Transcribe the stretch of the listing below from the line containing "Task: pick out one point for each instance of the soil" through the end of the listing, copying every line exactly.
─── Supplied entries ───
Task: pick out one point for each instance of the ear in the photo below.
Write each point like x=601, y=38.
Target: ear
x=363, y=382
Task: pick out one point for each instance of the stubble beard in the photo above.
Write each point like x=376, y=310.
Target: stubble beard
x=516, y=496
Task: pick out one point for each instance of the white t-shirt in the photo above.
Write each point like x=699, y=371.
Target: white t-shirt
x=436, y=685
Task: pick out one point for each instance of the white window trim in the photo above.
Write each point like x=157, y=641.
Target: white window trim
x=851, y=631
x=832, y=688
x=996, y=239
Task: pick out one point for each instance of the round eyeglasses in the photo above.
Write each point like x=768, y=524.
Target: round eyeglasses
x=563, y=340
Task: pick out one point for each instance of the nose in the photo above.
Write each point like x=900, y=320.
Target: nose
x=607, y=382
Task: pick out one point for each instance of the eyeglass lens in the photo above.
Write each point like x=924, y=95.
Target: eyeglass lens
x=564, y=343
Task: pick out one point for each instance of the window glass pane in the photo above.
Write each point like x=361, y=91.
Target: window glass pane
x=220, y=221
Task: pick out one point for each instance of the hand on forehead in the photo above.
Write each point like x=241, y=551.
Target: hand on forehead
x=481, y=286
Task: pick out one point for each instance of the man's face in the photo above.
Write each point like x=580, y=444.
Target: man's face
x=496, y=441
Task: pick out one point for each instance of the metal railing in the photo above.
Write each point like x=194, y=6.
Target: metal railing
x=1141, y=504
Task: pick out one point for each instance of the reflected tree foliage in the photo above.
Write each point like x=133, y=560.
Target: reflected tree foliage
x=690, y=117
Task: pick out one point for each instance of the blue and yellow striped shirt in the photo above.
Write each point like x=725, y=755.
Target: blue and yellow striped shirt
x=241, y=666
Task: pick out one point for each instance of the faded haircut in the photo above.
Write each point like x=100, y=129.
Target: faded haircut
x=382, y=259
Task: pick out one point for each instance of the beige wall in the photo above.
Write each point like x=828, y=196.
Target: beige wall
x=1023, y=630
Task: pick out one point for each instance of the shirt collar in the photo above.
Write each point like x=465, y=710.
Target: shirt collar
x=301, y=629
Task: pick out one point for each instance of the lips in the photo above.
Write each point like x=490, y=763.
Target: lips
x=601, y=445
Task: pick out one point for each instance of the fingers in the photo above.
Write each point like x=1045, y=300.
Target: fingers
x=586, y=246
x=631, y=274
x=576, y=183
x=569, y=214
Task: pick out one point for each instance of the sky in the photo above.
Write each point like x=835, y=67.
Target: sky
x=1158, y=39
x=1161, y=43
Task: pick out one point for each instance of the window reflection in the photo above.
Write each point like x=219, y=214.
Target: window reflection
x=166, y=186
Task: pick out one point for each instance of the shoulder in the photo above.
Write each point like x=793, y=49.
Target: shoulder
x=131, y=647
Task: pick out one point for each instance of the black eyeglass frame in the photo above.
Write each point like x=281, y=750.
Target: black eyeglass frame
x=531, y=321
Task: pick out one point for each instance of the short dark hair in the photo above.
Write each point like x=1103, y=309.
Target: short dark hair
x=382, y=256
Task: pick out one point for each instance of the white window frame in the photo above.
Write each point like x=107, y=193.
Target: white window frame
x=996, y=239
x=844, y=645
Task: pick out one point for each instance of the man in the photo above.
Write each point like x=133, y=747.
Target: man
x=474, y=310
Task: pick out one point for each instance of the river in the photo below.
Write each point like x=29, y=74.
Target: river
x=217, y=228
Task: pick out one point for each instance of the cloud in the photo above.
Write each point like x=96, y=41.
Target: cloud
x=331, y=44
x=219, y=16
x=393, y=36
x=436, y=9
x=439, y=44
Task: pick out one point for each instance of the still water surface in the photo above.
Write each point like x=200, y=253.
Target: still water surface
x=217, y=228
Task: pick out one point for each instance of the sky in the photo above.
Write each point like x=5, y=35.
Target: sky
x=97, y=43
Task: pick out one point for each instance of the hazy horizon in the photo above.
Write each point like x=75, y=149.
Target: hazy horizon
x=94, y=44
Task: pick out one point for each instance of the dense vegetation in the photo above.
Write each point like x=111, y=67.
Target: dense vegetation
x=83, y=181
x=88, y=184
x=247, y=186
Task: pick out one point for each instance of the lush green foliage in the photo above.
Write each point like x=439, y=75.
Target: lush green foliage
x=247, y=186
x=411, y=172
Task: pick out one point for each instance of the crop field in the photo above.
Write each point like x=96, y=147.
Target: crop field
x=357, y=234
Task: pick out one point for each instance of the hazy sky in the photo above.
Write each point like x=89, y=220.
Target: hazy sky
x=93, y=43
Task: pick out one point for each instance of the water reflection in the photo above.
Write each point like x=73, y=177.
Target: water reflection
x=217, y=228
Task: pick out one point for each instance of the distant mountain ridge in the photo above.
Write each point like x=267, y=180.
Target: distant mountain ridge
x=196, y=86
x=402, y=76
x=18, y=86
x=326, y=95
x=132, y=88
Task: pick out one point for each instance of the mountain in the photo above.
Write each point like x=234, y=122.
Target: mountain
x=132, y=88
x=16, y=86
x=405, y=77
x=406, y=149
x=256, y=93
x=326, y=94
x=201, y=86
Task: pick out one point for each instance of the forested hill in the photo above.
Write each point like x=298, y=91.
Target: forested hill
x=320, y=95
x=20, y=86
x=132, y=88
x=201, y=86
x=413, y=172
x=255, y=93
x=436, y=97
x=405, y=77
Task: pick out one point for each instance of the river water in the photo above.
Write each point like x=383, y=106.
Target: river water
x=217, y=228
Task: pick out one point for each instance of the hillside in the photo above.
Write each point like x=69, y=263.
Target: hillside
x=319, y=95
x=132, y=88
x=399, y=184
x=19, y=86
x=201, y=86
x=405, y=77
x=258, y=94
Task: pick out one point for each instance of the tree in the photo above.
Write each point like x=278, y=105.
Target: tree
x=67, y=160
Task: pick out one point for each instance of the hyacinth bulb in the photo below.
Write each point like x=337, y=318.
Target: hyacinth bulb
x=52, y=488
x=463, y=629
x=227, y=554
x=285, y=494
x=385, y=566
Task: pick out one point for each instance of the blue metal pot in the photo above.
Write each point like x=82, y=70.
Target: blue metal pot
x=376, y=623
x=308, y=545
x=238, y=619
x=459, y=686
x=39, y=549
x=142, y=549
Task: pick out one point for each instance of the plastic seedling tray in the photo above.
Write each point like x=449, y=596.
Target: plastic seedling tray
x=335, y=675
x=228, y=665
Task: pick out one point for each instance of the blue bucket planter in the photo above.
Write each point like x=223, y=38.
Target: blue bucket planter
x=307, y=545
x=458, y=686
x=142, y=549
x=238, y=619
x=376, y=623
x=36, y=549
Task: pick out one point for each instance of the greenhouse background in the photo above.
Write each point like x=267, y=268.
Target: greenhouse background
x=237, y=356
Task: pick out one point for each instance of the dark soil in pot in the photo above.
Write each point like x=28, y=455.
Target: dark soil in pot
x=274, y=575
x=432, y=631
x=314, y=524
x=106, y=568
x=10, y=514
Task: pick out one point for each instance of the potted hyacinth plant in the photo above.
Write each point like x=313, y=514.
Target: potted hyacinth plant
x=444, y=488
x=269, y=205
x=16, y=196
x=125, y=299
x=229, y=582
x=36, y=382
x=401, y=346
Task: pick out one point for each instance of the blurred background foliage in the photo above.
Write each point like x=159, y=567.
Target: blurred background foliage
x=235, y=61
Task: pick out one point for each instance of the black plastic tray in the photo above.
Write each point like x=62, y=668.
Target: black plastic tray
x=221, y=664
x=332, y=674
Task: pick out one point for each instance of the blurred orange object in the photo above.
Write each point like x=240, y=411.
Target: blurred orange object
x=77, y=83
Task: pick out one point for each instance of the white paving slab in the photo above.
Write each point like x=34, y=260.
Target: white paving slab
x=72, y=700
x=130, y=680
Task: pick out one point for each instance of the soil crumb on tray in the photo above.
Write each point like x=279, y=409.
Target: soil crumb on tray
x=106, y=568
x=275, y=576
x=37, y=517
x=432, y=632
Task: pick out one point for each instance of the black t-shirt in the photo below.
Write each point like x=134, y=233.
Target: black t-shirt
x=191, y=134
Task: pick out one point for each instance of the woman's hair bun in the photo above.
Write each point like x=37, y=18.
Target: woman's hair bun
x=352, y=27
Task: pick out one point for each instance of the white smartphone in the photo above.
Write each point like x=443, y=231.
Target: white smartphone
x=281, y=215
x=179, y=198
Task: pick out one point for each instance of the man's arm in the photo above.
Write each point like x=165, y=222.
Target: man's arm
───
**Result of this exercise**:
Task: pick out one point for each instance of the soil crumb on tray in the photo above.
Write each point like x=279, y=409.
Target: soil crumb on tray
x=106, y=568
x=275, y=576
x=37, y=517
x=432, y=632
Task: pick out one point for each instance of the black t-shirt in the photo below.
Write each point like x=134, y=233.
Target: black t-shirt
x=191, y=134
Task: pick out one point for each instance of the woman's hair bun in the photo above.
Write each point like x=37, y=18.
Target: woman's hair bun
x=352, y=27
Task: pick out one point for each instance of the white smartphone in the photo above.
Write each point like x=443, y=231.
Target: white smartphone
x=281, y=215
x=179, y=198
Task: pick out one point for each instance of the man's arm in the photo above.
Write each point like x=165, y=222.
Target: man's arm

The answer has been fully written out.